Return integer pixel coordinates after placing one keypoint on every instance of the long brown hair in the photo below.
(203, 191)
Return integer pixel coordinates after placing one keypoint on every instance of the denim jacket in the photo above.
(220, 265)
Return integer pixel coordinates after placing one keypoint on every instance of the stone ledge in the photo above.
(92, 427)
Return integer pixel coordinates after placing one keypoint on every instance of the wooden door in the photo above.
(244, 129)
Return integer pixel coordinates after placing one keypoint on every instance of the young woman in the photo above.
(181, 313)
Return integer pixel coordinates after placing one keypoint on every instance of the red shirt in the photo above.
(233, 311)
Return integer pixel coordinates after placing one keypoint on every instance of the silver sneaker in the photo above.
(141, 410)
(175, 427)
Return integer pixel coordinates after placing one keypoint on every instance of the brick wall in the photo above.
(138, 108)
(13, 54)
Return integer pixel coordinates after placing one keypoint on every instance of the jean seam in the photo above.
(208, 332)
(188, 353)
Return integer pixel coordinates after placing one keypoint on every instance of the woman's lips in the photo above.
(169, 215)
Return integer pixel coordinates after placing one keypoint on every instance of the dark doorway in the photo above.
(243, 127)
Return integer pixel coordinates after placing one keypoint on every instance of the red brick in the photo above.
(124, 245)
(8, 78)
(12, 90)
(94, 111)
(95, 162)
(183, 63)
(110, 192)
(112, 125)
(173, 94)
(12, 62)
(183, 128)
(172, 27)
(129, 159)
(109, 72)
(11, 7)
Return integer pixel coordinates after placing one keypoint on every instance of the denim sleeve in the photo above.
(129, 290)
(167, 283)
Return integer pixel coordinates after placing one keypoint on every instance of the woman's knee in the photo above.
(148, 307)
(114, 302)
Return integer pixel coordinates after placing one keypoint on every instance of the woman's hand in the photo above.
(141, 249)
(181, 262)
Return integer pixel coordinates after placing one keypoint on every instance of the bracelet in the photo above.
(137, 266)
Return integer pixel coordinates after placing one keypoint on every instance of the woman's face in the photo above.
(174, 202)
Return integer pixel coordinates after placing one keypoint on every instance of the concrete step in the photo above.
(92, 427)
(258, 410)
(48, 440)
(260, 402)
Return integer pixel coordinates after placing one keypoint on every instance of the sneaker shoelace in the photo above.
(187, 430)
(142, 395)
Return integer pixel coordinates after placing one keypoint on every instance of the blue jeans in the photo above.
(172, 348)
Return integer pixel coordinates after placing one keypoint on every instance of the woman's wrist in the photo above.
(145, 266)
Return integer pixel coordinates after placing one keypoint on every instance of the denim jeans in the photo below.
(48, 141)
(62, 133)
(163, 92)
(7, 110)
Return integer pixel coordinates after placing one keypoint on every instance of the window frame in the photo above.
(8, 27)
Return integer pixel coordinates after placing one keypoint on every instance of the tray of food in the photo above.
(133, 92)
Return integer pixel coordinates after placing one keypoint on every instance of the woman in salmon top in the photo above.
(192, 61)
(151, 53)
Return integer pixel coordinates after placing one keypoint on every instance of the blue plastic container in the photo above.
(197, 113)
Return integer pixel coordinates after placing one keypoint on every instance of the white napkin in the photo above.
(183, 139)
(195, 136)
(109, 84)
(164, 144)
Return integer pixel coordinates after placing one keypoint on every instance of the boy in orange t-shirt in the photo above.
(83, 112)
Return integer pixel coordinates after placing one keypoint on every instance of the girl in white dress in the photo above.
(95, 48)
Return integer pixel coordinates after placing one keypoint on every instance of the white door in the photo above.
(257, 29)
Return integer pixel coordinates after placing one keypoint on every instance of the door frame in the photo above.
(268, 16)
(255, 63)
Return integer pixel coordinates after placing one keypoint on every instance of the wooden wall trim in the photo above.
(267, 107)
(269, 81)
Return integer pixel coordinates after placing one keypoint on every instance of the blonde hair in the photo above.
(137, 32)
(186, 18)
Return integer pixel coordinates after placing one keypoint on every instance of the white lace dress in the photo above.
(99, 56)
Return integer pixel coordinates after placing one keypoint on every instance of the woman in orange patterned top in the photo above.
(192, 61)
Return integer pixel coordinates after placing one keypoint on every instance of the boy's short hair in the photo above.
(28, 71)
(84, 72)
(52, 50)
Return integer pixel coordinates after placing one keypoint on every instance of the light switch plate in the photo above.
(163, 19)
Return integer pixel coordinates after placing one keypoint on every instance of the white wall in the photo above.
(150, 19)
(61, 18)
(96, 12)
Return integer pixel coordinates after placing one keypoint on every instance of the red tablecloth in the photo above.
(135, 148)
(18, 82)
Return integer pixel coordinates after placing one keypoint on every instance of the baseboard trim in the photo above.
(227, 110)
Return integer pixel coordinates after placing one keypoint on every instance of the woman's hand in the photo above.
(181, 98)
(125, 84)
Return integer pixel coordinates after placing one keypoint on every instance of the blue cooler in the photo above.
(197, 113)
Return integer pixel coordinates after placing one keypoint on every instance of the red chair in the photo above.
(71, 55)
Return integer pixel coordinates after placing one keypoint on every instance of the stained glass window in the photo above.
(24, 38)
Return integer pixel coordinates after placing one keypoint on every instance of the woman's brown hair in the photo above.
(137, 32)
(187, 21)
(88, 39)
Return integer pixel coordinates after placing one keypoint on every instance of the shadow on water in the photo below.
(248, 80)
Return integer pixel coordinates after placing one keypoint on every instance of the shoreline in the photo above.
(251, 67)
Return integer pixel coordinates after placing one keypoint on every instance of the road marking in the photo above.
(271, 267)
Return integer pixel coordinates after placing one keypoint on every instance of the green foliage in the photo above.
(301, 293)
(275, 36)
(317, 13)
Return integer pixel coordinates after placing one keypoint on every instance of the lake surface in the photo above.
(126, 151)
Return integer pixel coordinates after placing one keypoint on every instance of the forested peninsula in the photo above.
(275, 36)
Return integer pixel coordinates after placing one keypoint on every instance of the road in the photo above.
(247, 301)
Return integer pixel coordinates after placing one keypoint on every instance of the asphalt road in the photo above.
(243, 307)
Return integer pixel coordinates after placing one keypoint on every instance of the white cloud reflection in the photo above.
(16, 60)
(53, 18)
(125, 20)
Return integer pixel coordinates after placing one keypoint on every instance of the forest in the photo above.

◆ **Written task**
Quote every line of the data from the one containing "the road in the photo above." through the last line, including both ends.

◆ **The completed task**
Return integer pixel coordinates after placing one keypoint on every instance of the road in the photo above.
(247, 301)
Return integer pixel coordinates after placing one keypoint on every instance of the asphalt road in the photo above.
(243, 307)
Return integer pixel coordinates after placing one keypoint on every instance of the white cloud reflection in the photo above.
(16, 60)
(53, 18)
(125, 20)
Return integer pixel coordinates after placing one keypoint on every instance of the forest in the photo above.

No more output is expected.